PASSAGE
§ §
Nothing like a hearty breakfast before harvesting ice on a winter’s day. Eugene Beckwith Sr. recalled that the bosses fed the men quite generously before they set off to work in the 1930s.
“Oh, gosh, they had pancakes and sausage and pork chops,” he recalled in a 1969 oral history interview. “I eat one pork chop for a meal now. I used to eat about four or five of them.”
EB Tuthill, Jake Wells, and other fishmongers needed ice extracted from Fort and Tuthill ponds to refrigerate the catch coming into the fishing village on Fort Pond Bay. In the 1930s the ice in Montauk could freeze more than six to eight inches thick, at which point it was ripe for harvest. Using horses with cork on their feet to prevent them from slipping, workers sawed ice from the ponds into blocks weighing as much as 300 pounds. After they were stacked in storage houses and insulated with straw, the slowly-shrinking slabs might last through the following summer.
Winter in Montauk has looked both different and the same over time, as one of the current slideshows in the library’s Local History Exhibit Center demonstrates. The collaborative display, Wintertime in Montauk, combines photographs from the archives – like this one from the Perry B. Duryea Collection – with contributions from members of the community. After issuing an open call for photographs of Montauk in the winter, the library received more than 90 submissions from 29 patrons. Whether historical or recent, most of the photographs capture some aspect of Montauk’s quiet but rugged allure in the “off” season.
On the flip side is a slideshow featuring more than 30 sociable summers enjoyed by the Mead family in Montauk. Four sisters – many are known by their married names, Nancy Neff, Pat Smyth, Judy Ceslow, and Dolly Bistrian – traveled from Queens with their parents to camp at Hither Hills State Park and Ditch Plains beginning in the 1930s. The Mead family may have roughed it a little, but it’s clear they had a good time and picked up a bunch of friends along the way.
§ §
DATA FOR REVIEW
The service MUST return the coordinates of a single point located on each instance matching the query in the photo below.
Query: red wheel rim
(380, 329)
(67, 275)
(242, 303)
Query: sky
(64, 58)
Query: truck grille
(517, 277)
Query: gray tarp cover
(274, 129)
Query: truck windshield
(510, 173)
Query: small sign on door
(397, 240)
§ §
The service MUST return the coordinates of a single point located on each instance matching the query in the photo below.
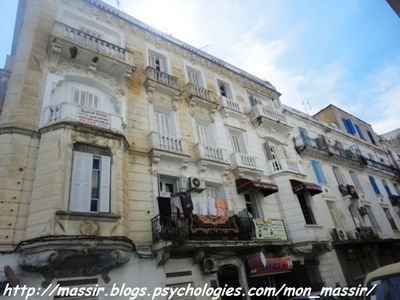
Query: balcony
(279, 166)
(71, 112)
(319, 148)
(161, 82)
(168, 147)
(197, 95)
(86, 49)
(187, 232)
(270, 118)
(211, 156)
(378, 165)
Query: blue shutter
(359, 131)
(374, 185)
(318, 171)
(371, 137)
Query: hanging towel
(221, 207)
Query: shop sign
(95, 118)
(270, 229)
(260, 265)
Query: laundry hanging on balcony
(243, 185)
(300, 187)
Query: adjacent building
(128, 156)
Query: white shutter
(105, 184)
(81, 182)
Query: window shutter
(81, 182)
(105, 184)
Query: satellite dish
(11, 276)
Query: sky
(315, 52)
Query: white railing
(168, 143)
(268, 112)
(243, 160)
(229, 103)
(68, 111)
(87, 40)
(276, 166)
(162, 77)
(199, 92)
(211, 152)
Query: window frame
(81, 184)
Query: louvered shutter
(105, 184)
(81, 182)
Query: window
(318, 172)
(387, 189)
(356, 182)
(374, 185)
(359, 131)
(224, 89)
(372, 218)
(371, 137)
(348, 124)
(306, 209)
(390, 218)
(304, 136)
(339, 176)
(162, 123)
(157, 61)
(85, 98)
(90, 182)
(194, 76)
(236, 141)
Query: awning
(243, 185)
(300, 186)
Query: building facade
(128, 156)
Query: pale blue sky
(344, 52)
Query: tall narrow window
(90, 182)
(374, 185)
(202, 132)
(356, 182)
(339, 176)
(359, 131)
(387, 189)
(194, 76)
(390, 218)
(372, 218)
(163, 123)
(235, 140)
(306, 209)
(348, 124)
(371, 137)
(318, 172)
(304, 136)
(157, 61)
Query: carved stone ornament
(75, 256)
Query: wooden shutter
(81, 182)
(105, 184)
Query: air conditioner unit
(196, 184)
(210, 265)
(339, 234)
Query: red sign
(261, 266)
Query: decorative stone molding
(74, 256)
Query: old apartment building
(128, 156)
§ §
REQUIREMENT 1
Answer these from the Montauk passage:
(a) How much could a block of ice sawed from the ponds weigh?
(b) How many submissions did the library receive, and from how many patrons?
(c) Where did the Mead family camp?
REQUIREMENT 2
Reproduce everything in the Montauk passage from "EB Tuthill, Jake" down to "the following summer.".
REQUIREMENT 3
Carry on the Montauk passage from the point where it stops.

OUTPUT 1
(a) As much as 300 pounds.
(b) More than 90 submissions from 29 patrons.
(c) At Hither Hills State Park and Ditch Plains.

OUTPUT 2
EB Tuthill, Jake Wells, and other fishmongers needed ice extracted from Fort and Tuthill ponds to refrigerate the catch coming into the fishing village on Fort Pond Bay. In the 1930s the ice in Montauk could freeze more than six to eight inches thick, at which point it was ripe for harvest. Using horses with cork on their feet to prevent them from slipping, workers sawed ice from the ponds into blocks weighing as much as 300 pounds. After they were stacked in storage houses and insulated with straw, the slowly-shrinking slabs might last through the following summer.

OUTPUT 3
Another family – the Osbornes – is represented in the Local History Center through a series of intimate home movies from the 1930s to 1940s. Donated to the library by Eleanor Osborne Ratsep, the footage shows family members water skiing, clamming, camping, and sailing as well as scenes of the old fishing village and the lighthouse during that era.
Focused on local history, the library’s Throwback Thursday blogs (like this one!) are highlighted in yet another slideshow, which offers a larger look at visual materials from the library’s archives. Visitors can scan a QR code to read the full original versions of the blog posts.
Also in the current lineup is a slideshow that showcases vintage community cookbooks. Community cookbooks are often filled with quirky illustrations, recipes, tips, and similar goodies, and those in the library’s archival, reference, and circulating departments – from which the photographs are drawn — are no exception.
And who isn’t drawn to Camp Hero, the sprawling former coastal defense station turned state park, with its radar tower and almost 80-year history? One slideshow draws from the archives to document the intriguing evolution of Camp Hero over time.
Finally, a slideshow that pays tribute to the Montauk Fire Department – and accompanies a related display – continues to loop in the Local History Center. And then there are the “Voices in Time” – photographic portraits of longtime Montauk residents, like Gene Beckwith Sr., that link to oral histories like the one in which he talks about ice harvesting, as well as big breakfasts.